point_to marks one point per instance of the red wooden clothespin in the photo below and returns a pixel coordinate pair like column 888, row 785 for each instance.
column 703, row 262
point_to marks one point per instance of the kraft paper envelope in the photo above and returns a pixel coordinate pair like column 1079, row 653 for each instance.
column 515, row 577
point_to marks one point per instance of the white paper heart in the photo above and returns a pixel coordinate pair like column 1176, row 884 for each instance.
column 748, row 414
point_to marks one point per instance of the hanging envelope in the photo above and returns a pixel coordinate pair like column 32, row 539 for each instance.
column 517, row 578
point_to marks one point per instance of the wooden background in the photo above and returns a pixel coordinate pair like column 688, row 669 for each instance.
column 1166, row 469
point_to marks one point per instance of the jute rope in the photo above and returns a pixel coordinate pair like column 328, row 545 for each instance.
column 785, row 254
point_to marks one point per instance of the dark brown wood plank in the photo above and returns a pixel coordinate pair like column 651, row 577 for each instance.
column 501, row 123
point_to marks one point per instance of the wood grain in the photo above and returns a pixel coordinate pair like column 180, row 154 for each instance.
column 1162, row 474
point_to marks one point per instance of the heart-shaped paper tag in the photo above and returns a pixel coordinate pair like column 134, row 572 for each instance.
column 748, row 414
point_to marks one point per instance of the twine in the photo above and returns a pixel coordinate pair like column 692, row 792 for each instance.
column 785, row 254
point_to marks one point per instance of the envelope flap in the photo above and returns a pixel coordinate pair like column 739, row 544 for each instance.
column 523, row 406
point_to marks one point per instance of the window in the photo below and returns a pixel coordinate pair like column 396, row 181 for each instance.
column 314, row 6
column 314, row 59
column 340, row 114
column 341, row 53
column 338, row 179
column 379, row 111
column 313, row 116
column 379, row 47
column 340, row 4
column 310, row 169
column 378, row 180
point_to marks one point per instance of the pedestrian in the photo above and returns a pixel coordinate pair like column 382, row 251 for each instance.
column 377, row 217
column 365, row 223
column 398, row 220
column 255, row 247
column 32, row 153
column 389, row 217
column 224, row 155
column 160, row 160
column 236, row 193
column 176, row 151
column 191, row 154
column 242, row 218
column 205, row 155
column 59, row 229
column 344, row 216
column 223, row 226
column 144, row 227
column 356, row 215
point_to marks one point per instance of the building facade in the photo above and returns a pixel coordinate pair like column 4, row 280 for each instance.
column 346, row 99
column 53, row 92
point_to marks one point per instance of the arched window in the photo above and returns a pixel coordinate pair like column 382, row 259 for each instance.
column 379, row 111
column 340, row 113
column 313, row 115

■ ■ ■ ■ ■

_Directive_
Extract the stretch of records from the line containing "point_to marks one point per instance of the pedestrian" through the end of the records, repeating every line exactly as it stands.

_Task solution_
point_to marks one point per instance of the pedestrian in the photo above and returns a pixel coordinate pair like column 382, row 251 for each instance.
column 377, row 217
column 365, row 223
column 398, row 220
column 255, row 247
column 32, row 153
column 389, row 217
column 224, row 155
column 160, row 160
column 236, row 193
column 176, row 151
column 191, row 154
column 242, row 218
column 205, row 155
column 59, row 229
column 344, row 216
column 223, row 226
column 144, row 227
column 356, row 215
point_to marks one point per instance of the building facade in the photo above and returns a pixel coordinate pair like column 4, row 280 for each instance.
column 346, row 99
column 53, row 92
point_to marks one point per instance of the arched window in the photo above and returns a pixel coordinate pair like column 382, row 259 for each instance.
column 379, row 111
column 340, row 113
column 313, row 115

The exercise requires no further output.